Problem requirements
The records below are made of lines; count those holding the word "tree" and give the number only.

(Extracted data begins)

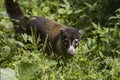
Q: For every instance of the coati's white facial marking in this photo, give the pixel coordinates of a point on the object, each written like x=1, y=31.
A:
x=71, y=50
x=71, y=46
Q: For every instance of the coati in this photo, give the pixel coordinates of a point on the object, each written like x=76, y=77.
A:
x=62, y=40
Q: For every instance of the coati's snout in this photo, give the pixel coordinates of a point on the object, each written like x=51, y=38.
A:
x=70, y=39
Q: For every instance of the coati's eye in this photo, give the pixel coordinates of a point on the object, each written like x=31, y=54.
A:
x=65, y=42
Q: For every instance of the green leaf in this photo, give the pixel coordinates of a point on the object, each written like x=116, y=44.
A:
x=8, y=74
x=27, y=70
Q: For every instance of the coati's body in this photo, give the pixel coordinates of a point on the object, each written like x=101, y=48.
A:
x=57, y=33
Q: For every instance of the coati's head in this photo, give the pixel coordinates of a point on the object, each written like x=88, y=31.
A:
x=70, y=38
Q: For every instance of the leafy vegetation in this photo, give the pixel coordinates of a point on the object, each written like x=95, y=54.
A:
x=98, y=55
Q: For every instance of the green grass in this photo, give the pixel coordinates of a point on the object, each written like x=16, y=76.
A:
x=97, y=58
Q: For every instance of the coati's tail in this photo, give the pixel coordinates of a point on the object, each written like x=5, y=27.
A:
x=13, y=9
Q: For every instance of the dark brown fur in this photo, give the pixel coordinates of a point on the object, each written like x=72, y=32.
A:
x=40, y=25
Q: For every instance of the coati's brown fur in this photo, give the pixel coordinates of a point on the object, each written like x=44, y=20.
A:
x=41, y=26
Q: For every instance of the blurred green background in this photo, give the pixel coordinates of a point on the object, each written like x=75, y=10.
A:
x=98, y=56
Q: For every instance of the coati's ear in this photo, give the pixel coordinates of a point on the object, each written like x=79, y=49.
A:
x=62, y=31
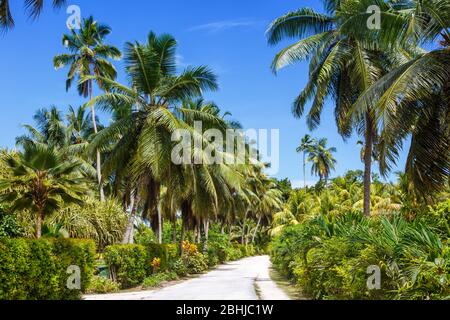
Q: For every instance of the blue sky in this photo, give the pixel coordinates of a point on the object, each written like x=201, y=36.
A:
x=227, y=35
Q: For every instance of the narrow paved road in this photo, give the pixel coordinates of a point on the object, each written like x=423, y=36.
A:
x=246, y=279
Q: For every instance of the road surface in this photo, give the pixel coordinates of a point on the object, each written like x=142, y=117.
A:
x=246, y=279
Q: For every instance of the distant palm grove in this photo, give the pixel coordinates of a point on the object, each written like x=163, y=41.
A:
x=108, y=197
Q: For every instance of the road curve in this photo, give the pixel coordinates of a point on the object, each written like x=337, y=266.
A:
x=246, y=279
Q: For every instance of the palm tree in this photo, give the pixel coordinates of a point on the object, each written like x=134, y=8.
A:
x=413, y=98
x=89, y=57
x=41, y=181
x=71, y=139
x=142, y=151
x=305, y=145
x=270, y=200
x=342, y=67
x=33, y=7
x=322, y=159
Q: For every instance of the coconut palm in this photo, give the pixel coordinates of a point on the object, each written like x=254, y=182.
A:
x=342, y=66
x=89, y=56
x=33, y=8
x=143, y=147
x=270, y=200
x=41, y=181
x=322, y=159
x=305, y=145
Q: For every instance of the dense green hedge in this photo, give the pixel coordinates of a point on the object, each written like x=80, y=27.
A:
x=37, y=269
x=166, y=252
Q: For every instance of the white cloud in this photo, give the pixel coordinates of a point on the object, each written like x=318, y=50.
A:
x=219, y=26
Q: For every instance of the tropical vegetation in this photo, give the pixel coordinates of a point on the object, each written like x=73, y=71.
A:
x=154, y=195
x=383, y=84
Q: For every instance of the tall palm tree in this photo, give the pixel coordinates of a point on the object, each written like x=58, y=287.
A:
x=41, y=181
x=322, y=159
x=33, y=8
x=71, y=139
x=305, y=145
x=342, y=67
x=142, y=152
x=270, y=200
x=89, y=57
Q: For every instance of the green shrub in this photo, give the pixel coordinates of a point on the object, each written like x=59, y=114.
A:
x=328, y=257
x=144, y=235
x=37, y=269
x=100, y=284
x=195, y=262
x=157, y=279
x=104, y=222
x=128, y=264
x=166, y=252
x=9, y=226
x=179, y=267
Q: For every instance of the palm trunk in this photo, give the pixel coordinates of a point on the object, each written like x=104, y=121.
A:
x=130, y=225
x=174, y=235
x=304, y=169
x=160, y=226
x=256, y=229
x=368, y=163
x=206, y=235
x=182, y=234
x=184, y=216
x=243, y=229
x=98, y=166
x=39, y=219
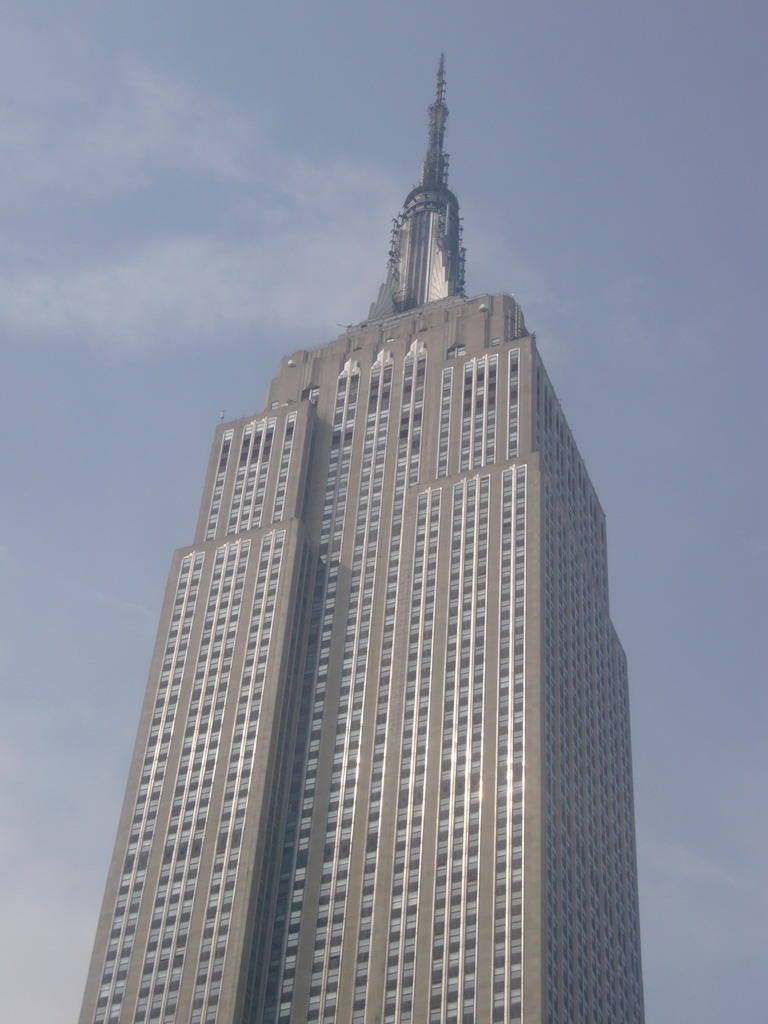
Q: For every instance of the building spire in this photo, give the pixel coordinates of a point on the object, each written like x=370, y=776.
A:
x=426, y=258
x=434, y=172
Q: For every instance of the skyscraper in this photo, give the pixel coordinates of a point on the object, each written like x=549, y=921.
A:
x=382, y=774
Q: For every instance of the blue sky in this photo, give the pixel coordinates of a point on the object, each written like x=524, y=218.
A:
x=190, y=189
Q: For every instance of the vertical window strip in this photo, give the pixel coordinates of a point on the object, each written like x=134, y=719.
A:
x=513, y=403
x=383, y=700
x=491, y=412
x=467, y=402
x=415, y=427
x=518, y=750
x=316, y=671
x=344, y=777
x=218, y=486
x=478, y=418
x=285, y=463
x=404, y=896
x=239, y=778
x=242, y=508
x=145, y=808
x=450, y=772
x=251, y=435
x=251, y=518
x=444, y=438
x=195, y=776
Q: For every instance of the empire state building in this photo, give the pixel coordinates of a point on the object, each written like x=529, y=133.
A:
x=382, y=772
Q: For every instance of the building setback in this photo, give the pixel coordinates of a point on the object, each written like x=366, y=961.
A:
x=382, y=773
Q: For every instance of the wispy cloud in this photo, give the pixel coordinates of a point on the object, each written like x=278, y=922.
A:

(Extracted data ends)

Reply to the exercise
2